** REQUIRED ACTION A **
According to the interview with Matthew Siegal, how much money did the kiosk in the Boca Raton Town Center mall make each month?
** REQUIRED ACTION B **
Write the next part of the interview with Matthew Siegal, picking up after its final sentence.

** TEXT FOR ANALYSIS **
----------
Matthew Siegal: Celebrity clients are fun to work with. What happened was, we opened a store on Rodeo Drive [in Beverly Hills] and celebrities were ordering [diet] cookies in their own name -- we had some big rock stars using their own names. There were unintended consequences -- we're on North Bedford Drive, where all the celebrity plastic surgeons are. The paparazzi started camping out [to see celebrities come in our store].

Got any new products coming?
Matthew Siegal: Calcios -- it's a cookie for people to get rid of heartburn -- far better than the other things [Tums, etc.] people are forced to chew. It's just been released -- get it at calcios.com or in Walgreens stores.

Do you still have kiosks in the malls?
Matthew Siegal: It was incredibly successful for a while. Our kiosk in the Boca Raton Town Center mall for a while was the highest-grossing shopping-mall cart in the country. It was 50 square feet and made $125,000 per month. We killed the mall locations because [our distribution deal with] Walgreens -- our products are in 7,000 stores -- made mall locations obsolete.

I saw Matthew is going to be on an upcoming episode of Millionaire Matchmaker -- are you all millionaires now?
Matthew Siegal: We've done very well. I was also on Joan Rivers' show, How'd You Get So Rich? My father was supposed to be in it, but he doesn't like the limelight. Millionarie Matchmaker... I had turned it down once, but then I did it. I'm not going to talk about it until it airs in December.
----------
Stored data entries
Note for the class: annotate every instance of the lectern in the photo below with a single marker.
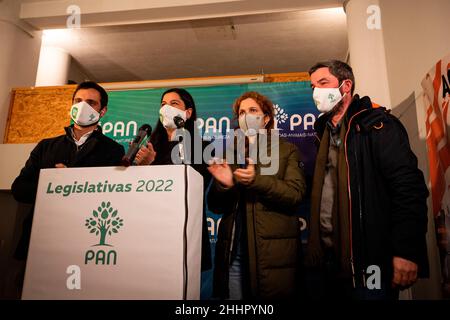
(116, 233)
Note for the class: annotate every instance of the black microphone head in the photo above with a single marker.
(179, 122)
(147, 128)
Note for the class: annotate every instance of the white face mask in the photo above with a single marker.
(167, 113)
(327, 98)
(83, 114)
(251, 123)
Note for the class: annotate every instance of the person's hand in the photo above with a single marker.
(221, 171)
(146, 155)
(245, 176)
(405, 273)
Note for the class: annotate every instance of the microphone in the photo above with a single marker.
(179, 122)
(144, 131)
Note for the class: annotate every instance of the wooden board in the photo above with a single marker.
(43, 112)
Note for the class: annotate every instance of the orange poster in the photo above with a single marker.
(436, 100)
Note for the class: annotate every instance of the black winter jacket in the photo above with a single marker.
(388, 193)
(97, 151)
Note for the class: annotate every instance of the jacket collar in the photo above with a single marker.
(358, 104)
(97, 131)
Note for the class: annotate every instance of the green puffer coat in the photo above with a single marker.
(273, 228)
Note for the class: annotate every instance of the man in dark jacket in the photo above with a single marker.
(83, 145)
(368, 204)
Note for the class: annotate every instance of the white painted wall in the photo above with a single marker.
(413, 46)
(53, 67)
(18, 56)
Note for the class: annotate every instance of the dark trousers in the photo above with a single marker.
(327, 283)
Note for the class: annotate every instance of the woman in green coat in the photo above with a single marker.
(258, 251)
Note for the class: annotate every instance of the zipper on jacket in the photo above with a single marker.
(361, 226)
(350, 198)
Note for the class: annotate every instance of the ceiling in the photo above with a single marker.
(252, 44)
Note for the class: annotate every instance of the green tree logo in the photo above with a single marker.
(105, 221)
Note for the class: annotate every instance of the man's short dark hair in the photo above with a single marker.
(339, 69)
(95, 86)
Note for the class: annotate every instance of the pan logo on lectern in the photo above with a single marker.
(104, 222)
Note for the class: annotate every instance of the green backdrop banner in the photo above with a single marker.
(295, 117)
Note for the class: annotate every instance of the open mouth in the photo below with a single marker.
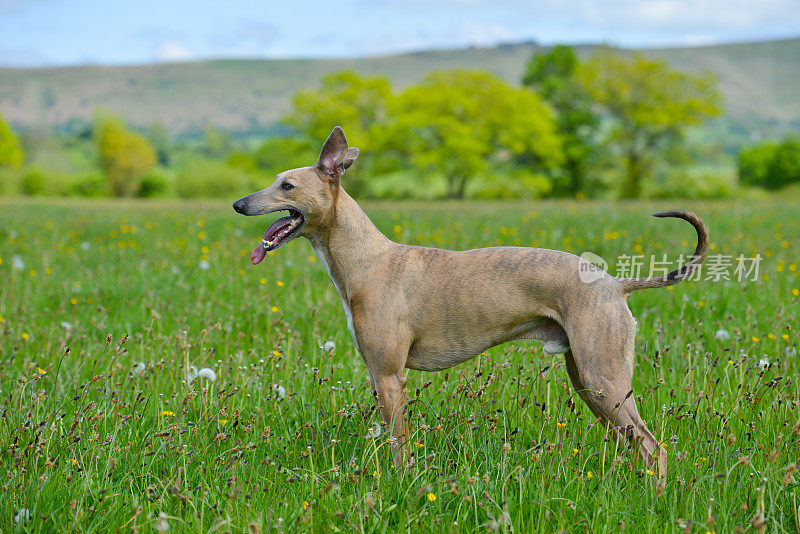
(280, 232)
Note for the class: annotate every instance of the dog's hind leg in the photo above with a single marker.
(600, 366)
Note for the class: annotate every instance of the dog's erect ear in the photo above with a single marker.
(335, 156)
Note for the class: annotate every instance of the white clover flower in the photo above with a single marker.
(22, 515)
(374, 431)
(207, 373)
(192, 374)
(161, 523)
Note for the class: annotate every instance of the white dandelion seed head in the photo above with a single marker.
(22, 515)
(374, 431)
(161, 523)
(207, 373)
(192, 374)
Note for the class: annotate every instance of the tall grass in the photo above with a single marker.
(106, 307)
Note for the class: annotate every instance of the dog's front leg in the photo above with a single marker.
(392, 402)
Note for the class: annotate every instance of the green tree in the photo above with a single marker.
(11, 153)
(346, 99)
(554, 76)
(754, 164)
(784, 168)
(218, 144)
(457, 123)
(159, 138)
(124, 155)
(771, 165)
(650, 106)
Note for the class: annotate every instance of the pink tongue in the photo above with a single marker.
(258, 254)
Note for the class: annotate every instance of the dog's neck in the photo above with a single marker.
(348, 244)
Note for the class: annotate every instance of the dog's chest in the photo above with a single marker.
(323, 258)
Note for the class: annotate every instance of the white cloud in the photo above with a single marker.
(173, 51)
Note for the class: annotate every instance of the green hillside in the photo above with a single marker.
(761, 82)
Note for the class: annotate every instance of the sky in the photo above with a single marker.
(71, 32)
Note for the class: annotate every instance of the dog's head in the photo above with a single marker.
(309, 195)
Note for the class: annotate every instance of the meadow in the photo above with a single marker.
(151, 379)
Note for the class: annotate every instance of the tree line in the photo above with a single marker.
(613, 124)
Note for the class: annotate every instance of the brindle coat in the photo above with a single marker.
(430, 309)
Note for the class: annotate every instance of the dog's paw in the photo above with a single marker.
(555, 347)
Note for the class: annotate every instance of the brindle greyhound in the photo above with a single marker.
(430, 309)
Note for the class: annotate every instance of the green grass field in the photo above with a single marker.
(105, 307)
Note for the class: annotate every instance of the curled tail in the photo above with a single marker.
(632, 284)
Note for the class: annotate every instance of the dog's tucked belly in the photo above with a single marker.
(433, 353)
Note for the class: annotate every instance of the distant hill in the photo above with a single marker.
(761, 82)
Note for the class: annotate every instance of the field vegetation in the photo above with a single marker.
(152, 379)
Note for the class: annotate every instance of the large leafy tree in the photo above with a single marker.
(771, 165)
(650, 106)
(554, 76)
(124, 155)
(457, 123)
(344, 99)
(11, 153)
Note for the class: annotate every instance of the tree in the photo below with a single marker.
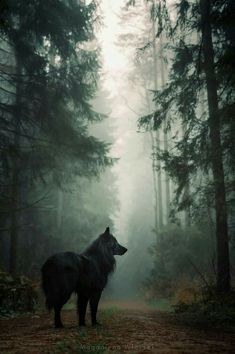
(203, 53)
(49, 75)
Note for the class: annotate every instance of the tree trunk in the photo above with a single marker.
(158, 164)
(15, 179)
(165, 141)
(223, 264)
(186, 196)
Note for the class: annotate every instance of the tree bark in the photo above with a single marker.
(158, 164)
(15, 179)
(223, 264)
(165, 141)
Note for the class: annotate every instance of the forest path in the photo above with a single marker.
(131, 328)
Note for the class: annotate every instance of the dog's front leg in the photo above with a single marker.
(81, 309)
(94, 301)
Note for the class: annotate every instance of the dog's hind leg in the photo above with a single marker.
(57, 318)
(94, 301)
(81, 308)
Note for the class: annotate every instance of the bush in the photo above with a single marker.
(180, 260)
(17, 294)
(209, 310)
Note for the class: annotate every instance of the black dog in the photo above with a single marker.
(85, 274)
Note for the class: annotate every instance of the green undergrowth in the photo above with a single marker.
(18, 295)
(159, 304)
(211, 310)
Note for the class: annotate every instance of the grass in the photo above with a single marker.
(160, 304)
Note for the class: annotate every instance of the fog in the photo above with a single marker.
(115, 131)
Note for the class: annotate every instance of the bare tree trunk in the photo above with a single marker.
(165, 141)
(186, 196)
(15, 179)
(158, 163)
(153, 148)
(223, 264)
(59, 211)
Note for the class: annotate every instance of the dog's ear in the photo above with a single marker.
(107, 231)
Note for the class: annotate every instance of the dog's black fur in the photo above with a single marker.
(85, 274)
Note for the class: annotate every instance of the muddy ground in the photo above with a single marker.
(126, 327)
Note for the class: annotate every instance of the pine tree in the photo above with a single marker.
(203, 57)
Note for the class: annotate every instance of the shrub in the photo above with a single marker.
(17, 294)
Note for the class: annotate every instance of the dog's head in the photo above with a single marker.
(112, 243)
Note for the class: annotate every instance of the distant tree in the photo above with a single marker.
(203, 59)
(48, 77)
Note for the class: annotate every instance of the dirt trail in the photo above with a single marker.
(125, 328)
----------
** ANSWER BOX A **
It made $125,000 per month.

** ANSWER BOX B **
Did you find love or not?
Matthew Siegal: I did not -- and let's just say there was no love lost between me and Patti Stanger [the host].

Dr. Siegal, you've said that your cookies contain a secret ingredient and Matthew is the only one with the recipe. Is he still?
Matthew Siegal: I haven't told anyone, so I presume so.
Dr. Siegal: There is one other -- my wife.

Well, then how do you mass-produce the cookies for 7,000 stores?
Dr. Siegal: It isn't necessary for the people who do the baking to know the recipe. There is a particular ingredient I mix up myself with my wife present -- that particular ingredient goes into the mix. Even though our volume has gone up -- and our bakery has grown to twice the size -- I go in there and mix the formula -- not once a week but more or less, depending. Right now, they are being baked 'round the clock in Florida and in other locations as well.

How do you feel about all this success?
Dr. Siegal: I am gratified, because I've spent my life with this project -- how to get weight off people. In the early years, I was frustrated by a lack of success -- well, I wasn't unsuccessful, but by my standards, I was lacking. But when I realized the important part of weight loss is hunger control -- that's how the cookie was born. It was a superior method of losing weight, but I kept it to myself, so to speak, so the success was limited to my patients from 1975 to 2003. All those years, I did amass half a million patients -- but that's nothing compared to our population. It was nothing compared to going direct to the consumer. Now we hear from people all over the world -- how we helped them achieve results.

May I ask how old you are now?
Eighty-one. And I still supervise patients -- but I'm also flying around the country and supervising the bakery.
Matthew Siegal: He calls me at 7:45 in the morning. And I'm like, do not call me until I've been to Starbucks.

How old are you?
Matthew Siegal: Forty-seven.

Whatever happened with your former partner, who left and started a competing cookie diet company, Smart for Life?
Matthew Siegal: We don't really talk about them anymore. They went into bankruptcy. The big thing on our minds today is the economy. It's heartbreaking. A few times a week, we get a call or email -- "I'm halfway to my goal -- I just need to lose the last 20 pounds, but I can't afford the cookies; do you have a coupon?"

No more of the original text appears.